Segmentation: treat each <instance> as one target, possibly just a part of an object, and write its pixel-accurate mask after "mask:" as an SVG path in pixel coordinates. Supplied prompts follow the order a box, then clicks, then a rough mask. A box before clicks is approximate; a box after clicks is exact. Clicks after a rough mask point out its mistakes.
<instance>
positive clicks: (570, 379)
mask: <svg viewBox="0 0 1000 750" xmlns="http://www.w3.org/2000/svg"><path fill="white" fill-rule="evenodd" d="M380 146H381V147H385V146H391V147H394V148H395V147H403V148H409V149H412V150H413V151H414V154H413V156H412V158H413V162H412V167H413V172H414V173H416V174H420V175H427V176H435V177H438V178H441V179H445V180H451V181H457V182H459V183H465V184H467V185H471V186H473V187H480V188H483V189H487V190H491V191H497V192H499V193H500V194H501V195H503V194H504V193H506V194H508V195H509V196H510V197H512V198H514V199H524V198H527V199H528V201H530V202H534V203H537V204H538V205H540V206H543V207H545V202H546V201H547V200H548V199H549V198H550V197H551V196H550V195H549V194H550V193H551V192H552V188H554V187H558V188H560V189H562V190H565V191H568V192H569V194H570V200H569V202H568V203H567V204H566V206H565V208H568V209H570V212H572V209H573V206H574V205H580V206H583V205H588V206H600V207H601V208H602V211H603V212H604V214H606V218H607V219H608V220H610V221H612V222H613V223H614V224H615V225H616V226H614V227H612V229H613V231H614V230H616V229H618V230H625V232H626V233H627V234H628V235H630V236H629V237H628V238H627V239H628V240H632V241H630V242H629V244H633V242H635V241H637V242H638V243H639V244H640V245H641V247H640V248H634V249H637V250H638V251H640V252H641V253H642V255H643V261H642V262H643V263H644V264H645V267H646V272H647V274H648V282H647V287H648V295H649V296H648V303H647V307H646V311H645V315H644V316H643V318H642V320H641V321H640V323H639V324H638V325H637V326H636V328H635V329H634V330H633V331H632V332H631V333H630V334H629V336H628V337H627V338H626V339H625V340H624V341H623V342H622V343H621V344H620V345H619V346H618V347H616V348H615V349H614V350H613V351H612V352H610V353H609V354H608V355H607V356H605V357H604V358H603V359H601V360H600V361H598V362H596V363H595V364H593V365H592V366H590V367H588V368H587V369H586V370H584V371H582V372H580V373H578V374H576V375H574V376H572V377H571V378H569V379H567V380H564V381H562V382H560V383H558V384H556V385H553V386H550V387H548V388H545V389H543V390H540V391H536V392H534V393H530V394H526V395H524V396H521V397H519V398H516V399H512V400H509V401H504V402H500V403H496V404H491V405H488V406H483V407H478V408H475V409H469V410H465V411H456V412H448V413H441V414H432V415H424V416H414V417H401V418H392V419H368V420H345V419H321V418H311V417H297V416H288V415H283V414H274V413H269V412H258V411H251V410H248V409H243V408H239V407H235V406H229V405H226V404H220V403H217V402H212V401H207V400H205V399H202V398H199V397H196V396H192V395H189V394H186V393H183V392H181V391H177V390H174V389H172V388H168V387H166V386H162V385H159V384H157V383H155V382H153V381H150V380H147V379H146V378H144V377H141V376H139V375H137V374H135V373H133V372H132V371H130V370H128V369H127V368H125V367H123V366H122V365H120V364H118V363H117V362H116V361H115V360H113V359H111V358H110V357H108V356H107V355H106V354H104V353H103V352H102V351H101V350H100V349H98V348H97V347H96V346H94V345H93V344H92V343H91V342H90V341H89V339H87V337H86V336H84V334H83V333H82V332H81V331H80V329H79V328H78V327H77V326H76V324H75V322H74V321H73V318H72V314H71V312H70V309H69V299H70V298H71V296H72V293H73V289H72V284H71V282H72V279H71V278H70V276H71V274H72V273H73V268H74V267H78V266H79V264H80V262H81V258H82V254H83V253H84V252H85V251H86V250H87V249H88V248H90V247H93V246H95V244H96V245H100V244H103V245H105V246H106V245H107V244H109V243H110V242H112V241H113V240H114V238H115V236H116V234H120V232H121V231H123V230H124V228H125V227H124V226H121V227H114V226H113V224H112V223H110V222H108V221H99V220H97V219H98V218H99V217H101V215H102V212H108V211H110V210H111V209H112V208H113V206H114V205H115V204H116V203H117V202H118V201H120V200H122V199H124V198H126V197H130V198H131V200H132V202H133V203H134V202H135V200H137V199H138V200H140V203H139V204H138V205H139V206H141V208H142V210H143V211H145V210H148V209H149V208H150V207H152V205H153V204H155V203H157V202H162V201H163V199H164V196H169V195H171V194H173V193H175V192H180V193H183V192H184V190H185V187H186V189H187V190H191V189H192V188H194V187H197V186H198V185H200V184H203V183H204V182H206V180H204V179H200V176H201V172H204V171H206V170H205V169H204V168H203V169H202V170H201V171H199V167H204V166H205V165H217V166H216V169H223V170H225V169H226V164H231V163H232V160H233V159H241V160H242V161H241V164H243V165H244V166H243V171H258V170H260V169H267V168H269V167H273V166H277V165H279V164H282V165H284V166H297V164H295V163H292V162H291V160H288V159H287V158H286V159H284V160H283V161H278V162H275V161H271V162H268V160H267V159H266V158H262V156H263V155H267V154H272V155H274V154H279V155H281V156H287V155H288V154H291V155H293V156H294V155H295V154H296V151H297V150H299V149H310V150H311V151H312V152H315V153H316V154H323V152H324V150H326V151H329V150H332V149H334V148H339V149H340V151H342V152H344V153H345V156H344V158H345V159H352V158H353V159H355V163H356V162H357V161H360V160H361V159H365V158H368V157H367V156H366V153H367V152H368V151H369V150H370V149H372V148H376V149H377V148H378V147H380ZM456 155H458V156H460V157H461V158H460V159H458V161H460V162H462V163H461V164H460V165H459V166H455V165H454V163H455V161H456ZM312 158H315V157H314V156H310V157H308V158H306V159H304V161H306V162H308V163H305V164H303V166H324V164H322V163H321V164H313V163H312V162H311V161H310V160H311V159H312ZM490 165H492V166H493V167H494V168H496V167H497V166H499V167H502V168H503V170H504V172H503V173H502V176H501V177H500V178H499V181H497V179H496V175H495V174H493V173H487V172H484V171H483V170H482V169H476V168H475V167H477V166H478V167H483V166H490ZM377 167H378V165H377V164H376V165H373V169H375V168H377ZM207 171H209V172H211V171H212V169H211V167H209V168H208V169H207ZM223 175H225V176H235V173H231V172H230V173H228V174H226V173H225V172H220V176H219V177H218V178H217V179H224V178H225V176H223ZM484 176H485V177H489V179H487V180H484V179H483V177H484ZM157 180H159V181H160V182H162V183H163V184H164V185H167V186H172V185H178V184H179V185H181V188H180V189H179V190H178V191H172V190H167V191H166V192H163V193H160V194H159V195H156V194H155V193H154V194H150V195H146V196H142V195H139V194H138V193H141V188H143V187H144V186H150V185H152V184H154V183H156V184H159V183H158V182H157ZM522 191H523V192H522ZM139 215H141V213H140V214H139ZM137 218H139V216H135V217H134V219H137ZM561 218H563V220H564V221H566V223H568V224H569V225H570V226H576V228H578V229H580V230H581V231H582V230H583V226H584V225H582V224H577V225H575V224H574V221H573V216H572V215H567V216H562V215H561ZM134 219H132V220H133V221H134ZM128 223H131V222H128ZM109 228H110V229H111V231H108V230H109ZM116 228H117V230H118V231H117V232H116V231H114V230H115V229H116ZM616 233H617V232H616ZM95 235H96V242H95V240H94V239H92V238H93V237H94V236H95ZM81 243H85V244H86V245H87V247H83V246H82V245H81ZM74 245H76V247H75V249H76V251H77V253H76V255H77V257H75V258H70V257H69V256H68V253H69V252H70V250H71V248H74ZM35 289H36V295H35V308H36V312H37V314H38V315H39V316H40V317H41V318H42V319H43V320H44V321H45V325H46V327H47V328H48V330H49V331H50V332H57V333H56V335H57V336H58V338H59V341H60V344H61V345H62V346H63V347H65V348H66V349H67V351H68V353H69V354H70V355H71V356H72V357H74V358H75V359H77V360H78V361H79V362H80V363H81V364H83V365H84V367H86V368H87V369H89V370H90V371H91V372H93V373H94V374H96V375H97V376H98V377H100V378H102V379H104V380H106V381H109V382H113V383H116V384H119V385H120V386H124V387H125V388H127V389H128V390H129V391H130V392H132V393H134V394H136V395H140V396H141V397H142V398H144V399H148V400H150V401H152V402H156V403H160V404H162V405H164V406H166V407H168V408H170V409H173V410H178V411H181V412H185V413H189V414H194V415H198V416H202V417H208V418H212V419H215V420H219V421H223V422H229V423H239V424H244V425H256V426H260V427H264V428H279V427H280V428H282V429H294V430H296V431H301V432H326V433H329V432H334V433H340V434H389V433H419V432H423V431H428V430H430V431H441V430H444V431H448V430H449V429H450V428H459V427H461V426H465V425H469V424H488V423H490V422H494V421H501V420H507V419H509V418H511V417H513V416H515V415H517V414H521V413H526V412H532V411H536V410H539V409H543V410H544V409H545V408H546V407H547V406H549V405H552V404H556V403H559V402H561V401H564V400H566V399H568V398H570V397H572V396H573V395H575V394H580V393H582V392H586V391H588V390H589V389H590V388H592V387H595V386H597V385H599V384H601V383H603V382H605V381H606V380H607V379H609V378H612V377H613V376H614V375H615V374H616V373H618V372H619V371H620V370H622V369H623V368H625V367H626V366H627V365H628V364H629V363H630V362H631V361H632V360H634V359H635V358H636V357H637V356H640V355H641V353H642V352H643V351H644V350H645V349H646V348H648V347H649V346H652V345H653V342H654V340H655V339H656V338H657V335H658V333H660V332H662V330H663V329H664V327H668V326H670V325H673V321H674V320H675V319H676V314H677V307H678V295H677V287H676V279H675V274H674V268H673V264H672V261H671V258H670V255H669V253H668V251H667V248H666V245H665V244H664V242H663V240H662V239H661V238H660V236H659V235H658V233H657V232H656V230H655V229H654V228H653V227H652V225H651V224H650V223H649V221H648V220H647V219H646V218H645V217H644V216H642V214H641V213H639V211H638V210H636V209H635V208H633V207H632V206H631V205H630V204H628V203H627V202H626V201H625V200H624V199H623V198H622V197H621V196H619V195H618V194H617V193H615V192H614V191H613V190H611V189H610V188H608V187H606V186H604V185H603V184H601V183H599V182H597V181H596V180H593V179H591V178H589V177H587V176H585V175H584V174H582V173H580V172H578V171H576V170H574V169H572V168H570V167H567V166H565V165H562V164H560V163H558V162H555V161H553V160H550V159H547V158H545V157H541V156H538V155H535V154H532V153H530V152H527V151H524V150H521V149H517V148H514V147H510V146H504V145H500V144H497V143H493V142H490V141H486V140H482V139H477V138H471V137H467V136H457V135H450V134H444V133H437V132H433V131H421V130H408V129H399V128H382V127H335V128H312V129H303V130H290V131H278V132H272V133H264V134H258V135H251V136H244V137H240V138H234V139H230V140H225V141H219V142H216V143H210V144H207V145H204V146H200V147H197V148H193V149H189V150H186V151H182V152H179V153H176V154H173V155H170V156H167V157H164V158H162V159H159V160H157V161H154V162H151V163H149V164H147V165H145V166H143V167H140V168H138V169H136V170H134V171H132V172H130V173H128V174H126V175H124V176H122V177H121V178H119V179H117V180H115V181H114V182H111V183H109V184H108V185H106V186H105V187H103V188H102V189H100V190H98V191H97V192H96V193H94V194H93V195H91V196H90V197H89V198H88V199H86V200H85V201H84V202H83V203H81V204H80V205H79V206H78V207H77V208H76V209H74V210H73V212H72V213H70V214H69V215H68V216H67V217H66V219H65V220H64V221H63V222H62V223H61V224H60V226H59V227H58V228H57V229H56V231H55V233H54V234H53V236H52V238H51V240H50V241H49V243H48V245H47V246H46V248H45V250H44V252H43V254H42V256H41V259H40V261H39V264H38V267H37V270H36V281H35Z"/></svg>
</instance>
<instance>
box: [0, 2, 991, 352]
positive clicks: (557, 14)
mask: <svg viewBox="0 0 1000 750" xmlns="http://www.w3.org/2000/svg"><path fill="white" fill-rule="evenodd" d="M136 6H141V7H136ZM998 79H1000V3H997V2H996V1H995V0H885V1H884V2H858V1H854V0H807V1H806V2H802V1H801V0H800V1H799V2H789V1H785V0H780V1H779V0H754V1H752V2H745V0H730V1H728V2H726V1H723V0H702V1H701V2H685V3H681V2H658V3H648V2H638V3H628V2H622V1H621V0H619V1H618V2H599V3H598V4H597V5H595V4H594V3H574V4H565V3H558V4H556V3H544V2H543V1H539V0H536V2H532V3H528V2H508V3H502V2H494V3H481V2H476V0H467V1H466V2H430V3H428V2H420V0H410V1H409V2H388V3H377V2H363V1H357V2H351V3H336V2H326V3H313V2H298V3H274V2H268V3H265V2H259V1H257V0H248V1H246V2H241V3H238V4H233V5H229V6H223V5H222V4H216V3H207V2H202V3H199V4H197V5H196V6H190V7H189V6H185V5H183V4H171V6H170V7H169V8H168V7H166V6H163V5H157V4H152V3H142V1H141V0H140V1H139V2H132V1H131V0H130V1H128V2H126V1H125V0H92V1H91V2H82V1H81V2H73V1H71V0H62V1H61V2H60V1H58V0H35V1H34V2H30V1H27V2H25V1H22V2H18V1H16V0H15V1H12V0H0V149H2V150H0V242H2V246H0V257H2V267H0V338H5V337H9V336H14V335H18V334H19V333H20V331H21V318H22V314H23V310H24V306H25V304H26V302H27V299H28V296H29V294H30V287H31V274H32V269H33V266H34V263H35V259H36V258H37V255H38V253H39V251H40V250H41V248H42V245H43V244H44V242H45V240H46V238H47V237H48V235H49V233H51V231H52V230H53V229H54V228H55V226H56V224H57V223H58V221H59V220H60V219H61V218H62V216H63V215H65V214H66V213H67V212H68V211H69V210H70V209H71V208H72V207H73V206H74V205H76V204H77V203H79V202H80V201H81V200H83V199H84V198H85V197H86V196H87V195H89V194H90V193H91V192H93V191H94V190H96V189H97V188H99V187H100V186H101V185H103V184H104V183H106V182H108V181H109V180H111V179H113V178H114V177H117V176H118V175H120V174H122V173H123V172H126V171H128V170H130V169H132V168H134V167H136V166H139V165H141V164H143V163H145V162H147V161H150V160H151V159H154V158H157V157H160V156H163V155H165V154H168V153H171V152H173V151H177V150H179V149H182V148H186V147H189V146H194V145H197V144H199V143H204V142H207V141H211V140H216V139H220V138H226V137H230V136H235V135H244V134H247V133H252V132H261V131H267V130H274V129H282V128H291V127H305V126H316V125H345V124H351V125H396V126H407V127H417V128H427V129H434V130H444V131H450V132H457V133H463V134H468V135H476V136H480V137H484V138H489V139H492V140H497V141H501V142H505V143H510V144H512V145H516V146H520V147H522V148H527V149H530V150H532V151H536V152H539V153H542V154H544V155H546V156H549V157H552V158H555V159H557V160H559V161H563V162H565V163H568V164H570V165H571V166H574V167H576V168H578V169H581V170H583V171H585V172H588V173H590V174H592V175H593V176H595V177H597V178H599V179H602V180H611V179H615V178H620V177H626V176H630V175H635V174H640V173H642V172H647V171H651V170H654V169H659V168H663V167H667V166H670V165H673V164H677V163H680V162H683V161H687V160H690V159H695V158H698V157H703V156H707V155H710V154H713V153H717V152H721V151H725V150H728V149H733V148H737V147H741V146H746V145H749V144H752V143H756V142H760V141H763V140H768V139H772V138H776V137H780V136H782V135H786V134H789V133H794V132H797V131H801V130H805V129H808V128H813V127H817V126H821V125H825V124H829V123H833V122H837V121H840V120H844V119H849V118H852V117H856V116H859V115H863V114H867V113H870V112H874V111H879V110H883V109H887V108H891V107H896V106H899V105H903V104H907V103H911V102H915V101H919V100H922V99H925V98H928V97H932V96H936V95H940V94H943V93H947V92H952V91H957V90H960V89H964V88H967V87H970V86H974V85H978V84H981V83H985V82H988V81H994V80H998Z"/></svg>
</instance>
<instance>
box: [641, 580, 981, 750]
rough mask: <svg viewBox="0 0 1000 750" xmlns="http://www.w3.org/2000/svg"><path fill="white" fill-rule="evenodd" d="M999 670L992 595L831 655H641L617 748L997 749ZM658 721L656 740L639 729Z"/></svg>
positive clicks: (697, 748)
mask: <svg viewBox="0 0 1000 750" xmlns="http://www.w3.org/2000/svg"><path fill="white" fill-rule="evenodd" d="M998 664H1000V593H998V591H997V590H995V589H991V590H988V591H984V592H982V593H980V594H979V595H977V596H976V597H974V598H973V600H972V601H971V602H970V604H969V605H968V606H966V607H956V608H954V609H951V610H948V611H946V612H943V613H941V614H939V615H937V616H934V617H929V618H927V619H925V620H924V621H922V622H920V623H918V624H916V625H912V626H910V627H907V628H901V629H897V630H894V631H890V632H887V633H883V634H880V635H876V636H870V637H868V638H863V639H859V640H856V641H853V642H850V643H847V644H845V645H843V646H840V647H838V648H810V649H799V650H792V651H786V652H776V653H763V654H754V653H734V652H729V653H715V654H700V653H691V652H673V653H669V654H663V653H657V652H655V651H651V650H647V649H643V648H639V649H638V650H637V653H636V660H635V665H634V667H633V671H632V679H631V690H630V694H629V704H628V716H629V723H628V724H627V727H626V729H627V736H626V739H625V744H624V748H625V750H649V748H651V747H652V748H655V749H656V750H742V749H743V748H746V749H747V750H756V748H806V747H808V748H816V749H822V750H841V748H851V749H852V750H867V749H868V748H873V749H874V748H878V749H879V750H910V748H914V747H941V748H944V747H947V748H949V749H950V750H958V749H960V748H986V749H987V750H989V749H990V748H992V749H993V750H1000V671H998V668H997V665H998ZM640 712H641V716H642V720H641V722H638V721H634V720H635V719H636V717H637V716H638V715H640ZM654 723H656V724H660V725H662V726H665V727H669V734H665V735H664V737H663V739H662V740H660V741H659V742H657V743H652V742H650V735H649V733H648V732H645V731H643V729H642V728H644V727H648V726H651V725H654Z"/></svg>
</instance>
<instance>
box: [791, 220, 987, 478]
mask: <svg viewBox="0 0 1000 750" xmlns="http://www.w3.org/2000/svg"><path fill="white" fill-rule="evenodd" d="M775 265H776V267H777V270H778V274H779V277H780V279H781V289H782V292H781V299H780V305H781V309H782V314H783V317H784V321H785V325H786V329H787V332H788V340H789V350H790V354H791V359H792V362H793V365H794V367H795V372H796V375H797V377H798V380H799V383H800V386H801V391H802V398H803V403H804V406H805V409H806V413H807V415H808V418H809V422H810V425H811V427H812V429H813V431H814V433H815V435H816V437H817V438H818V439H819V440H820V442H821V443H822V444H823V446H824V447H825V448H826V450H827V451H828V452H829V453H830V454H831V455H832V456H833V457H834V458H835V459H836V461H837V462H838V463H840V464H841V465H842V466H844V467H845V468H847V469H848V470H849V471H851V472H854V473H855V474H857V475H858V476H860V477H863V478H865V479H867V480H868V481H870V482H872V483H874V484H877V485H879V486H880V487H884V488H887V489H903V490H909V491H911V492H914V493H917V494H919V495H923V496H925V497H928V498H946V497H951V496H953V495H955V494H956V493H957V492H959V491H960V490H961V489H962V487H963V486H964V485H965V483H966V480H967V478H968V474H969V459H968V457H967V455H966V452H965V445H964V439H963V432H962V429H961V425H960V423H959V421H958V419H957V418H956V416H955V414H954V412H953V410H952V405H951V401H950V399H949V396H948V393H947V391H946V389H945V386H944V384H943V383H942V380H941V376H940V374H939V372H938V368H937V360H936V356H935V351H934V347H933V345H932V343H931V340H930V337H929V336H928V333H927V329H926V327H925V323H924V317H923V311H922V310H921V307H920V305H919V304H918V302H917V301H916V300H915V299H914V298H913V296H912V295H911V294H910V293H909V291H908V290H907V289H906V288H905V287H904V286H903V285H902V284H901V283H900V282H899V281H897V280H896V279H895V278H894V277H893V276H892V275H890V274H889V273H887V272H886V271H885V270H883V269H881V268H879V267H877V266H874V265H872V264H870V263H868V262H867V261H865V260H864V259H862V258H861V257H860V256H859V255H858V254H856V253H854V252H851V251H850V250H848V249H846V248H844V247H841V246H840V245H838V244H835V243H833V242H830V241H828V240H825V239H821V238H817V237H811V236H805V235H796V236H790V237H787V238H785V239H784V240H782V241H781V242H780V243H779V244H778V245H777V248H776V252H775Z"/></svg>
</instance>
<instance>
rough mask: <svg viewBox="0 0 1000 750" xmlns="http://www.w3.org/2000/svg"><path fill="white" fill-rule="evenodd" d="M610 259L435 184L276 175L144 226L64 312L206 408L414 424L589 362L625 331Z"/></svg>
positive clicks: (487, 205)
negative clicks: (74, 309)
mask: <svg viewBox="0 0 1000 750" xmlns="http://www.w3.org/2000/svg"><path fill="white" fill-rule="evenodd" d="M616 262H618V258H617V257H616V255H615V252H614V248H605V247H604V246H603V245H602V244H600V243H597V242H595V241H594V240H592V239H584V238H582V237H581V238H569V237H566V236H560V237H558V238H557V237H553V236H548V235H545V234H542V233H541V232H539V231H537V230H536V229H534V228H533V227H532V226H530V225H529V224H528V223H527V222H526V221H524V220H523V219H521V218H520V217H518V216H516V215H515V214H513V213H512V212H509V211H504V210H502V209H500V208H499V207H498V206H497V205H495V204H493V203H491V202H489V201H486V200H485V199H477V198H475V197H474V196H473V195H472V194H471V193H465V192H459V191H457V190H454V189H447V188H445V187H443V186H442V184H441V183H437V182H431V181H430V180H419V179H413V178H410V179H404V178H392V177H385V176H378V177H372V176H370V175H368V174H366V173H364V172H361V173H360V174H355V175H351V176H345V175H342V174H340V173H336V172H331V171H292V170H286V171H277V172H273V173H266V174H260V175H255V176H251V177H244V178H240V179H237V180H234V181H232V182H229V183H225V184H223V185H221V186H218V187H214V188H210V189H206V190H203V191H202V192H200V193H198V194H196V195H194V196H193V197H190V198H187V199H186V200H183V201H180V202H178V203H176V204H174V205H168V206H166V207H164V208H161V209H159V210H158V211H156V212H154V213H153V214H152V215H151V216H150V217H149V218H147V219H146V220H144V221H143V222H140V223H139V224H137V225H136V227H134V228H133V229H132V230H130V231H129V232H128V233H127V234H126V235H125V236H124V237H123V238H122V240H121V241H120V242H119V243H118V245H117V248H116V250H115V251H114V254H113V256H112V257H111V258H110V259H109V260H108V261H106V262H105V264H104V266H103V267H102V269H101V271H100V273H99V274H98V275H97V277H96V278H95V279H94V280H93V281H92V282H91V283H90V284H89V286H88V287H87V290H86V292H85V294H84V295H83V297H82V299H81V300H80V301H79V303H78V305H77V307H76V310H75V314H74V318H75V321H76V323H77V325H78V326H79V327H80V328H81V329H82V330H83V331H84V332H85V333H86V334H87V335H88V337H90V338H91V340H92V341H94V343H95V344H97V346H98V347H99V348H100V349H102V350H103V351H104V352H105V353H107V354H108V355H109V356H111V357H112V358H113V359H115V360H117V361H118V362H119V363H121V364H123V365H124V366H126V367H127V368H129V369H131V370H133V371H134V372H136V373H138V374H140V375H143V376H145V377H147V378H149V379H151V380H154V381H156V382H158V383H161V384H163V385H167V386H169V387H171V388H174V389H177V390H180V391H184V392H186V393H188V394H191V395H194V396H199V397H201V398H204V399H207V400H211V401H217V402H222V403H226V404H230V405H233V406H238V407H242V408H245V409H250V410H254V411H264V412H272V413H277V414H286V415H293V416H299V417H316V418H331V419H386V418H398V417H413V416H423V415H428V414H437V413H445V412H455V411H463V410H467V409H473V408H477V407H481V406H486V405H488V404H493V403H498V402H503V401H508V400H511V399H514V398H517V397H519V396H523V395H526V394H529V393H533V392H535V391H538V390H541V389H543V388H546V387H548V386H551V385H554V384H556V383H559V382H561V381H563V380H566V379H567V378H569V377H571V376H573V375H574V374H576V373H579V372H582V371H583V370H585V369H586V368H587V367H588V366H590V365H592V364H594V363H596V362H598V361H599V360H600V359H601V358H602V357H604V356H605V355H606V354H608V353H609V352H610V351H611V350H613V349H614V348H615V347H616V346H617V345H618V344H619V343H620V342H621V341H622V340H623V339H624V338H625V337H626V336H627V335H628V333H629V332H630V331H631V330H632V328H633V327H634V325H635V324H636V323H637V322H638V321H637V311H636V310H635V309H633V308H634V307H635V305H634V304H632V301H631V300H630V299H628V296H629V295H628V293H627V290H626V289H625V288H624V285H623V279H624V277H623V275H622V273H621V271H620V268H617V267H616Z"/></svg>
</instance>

▶ **WHAT THE EXERCISE ASKS**: Retype the listing above word for word, from its first line through the line containing "positive clicks: (570, 379)", with both of those lines included.

▶ **EXERCISE SOLUTION**:
Segmentation: treat each <instance> as one target, possibly just a part of an object, and write its pixel-accurate mask after "mask:" as an SVG path in pixel coordinates. Supplied prompts follow the order a box, then clicks, then a rough mask. A box before clicks is approximate; a box after clicks is exact. Clicks after a rough mask point out its mistakes.
<instance>
positive clicks: (570, 379)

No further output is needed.